In the account of how a physician came to write a novel, what ailment did the gene-therapy virus normally cause?

## Document extract
********************

To begin with, I’m the most unlikely person one would expect to write novel and have it published. After spending my whole career in science and medicine, many thought the transition would be almost impossible. With little encouragement, I sat down about eight years ago and began writing fiction. Encouraged by other physicians who became writers such as Michael Crichton and F. Paul Wilson, I set off on an entirely new path in my life.
However, I received the first inspiration for writing while I was still in my medical training, long before I wrote my first novel.During internship, I saw how “gene therapy” directly led to the untimely death of many young patients. What happened in each instance was that the virus that was used to insert a “healthy gene” killed the person outright or caused a life-threatening leukemia-like disease.
When this event occurred about 15 years ago, I asked myself, “What would happen if that virus that caused these kids’ deaths got loose?” It was a reasonable question because the virus the scientists used in the gene therapy caused the common cold and is easily transmittable. This basic, yet pertinent question set the stage for my novel, The New Reality.

********************

## The data

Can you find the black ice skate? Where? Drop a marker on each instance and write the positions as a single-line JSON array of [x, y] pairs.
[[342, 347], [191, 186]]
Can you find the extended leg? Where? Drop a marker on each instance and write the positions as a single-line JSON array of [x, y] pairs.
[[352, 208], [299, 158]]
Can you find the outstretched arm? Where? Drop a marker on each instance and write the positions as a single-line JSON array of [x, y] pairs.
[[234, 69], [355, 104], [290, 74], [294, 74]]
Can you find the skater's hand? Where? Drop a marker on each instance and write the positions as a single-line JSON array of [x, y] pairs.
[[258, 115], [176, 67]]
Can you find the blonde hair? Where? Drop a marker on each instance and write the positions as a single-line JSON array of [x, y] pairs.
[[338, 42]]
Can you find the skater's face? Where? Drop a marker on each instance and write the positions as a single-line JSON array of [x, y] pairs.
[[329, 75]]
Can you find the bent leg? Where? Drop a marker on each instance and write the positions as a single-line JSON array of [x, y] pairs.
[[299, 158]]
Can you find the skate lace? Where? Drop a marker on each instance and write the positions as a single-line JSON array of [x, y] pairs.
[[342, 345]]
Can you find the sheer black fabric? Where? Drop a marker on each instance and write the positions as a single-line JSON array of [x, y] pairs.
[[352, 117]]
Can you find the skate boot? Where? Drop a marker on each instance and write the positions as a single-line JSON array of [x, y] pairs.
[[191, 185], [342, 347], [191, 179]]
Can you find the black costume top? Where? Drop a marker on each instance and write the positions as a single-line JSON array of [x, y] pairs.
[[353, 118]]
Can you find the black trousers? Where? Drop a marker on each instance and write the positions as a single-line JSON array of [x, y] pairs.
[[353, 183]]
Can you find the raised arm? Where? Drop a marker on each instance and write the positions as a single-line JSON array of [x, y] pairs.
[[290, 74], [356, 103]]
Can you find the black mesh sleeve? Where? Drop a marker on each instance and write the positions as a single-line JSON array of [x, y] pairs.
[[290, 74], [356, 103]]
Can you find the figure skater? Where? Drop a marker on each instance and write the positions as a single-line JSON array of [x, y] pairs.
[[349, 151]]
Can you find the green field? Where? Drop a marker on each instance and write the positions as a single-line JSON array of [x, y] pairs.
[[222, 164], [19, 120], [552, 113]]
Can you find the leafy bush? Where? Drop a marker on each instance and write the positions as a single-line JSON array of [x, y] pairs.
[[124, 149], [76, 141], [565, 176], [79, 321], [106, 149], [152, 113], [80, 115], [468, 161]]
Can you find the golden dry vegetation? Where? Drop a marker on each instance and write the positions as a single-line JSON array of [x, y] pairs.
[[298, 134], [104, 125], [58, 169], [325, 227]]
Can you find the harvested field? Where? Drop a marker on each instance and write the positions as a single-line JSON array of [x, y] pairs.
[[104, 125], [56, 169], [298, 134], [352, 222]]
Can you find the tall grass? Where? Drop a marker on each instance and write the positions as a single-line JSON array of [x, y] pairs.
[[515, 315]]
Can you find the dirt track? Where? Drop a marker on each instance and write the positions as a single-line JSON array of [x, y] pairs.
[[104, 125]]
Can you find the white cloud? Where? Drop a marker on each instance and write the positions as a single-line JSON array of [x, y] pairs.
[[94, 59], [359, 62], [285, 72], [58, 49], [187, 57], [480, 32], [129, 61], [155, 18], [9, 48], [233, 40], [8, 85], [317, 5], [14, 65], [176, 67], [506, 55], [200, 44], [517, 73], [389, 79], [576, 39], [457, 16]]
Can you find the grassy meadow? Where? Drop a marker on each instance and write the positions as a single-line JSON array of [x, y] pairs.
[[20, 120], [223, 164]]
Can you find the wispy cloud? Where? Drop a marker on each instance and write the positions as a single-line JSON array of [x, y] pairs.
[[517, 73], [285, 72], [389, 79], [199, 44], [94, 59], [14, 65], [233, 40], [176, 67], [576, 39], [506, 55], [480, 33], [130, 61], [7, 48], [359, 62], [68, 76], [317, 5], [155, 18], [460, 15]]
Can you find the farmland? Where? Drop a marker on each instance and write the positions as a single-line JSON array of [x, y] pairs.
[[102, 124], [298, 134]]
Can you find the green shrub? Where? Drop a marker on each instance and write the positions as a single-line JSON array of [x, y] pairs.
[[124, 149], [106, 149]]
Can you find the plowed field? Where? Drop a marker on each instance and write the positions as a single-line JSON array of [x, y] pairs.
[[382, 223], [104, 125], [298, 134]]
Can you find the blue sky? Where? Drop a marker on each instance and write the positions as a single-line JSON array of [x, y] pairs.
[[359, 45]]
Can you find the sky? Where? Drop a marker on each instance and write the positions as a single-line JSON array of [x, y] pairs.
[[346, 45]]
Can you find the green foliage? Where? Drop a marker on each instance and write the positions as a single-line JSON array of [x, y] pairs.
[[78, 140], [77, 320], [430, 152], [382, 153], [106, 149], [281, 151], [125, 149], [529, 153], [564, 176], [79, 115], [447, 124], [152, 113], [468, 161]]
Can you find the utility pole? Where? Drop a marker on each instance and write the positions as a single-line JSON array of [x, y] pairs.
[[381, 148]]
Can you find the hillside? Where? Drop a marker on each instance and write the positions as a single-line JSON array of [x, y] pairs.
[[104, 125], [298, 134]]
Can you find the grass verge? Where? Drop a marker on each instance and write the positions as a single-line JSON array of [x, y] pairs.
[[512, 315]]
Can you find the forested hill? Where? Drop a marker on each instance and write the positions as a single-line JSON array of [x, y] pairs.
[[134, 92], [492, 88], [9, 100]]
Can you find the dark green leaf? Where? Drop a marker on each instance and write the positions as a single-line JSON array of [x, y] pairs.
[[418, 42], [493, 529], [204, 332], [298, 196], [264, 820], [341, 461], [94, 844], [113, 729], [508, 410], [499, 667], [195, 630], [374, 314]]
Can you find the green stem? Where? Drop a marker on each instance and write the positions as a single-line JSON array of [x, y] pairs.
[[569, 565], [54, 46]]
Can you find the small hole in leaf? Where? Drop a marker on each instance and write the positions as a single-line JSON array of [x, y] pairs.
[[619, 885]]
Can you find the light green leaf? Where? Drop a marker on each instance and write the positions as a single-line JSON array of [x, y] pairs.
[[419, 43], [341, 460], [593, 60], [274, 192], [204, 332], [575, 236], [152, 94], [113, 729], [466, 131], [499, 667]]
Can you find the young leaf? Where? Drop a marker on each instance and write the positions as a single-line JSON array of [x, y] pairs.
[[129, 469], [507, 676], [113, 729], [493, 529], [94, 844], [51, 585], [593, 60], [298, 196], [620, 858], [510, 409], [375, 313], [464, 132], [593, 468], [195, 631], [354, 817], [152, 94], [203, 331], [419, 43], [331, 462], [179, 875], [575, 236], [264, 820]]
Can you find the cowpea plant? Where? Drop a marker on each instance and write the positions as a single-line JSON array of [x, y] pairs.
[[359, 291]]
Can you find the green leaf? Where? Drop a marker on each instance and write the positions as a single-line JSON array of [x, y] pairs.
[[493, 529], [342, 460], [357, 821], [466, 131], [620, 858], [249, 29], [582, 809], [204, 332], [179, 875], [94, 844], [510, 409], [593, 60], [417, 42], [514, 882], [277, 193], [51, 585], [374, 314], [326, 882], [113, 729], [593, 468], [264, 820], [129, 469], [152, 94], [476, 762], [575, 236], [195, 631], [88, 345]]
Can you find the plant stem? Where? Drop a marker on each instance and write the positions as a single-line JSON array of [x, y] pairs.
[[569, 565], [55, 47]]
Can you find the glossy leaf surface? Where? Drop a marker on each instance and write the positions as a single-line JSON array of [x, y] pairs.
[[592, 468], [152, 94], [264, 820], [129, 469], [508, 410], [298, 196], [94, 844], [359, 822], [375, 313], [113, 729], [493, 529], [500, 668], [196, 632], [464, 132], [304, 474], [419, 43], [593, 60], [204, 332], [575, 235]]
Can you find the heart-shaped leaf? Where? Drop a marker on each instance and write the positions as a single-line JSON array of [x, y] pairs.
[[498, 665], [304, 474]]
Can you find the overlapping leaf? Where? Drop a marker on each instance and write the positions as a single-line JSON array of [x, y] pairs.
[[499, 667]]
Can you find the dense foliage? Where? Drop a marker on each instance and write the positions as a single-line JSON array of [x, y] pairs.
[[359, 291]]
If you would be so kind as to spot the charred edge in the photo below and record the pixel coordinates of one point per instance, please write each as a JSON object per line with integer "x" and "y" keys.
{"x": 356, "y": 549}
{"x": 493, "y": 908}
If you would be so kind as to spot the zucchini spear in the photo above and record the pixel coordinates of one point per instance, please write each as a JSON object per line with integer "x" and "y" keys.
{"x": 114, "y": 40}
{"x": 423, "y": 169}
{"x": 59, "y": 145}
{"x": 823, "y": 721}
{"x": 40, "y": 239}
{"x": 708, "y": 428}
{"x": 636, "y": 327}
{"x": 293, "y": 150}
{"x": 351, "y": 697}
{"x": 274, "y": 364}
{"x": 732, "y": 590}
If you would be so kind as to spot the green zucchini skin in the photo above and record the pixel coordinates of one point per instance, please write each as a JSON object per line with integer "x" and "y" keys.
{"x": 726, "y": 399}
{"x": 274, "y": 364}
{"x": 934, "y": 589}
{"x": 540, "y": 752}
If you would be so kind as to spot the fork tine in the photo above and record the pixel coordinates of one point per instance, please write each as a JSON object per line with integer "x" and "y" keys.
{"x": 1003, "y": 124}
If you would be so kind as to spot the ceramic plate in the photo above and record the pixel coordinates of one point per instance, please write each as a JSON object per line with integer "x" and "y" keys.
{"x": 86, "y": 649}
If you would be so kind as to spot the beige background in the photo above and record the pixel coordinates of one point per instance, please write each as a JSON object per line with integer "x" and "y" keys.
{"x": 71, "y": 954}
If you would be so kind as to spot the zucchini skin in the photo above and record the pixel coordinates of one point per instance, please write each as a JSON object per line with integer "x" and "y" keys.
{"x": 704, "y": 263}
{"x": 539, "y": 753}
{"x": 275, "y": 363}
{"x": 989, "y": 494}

********************

## Solution for this exercise
The common cold.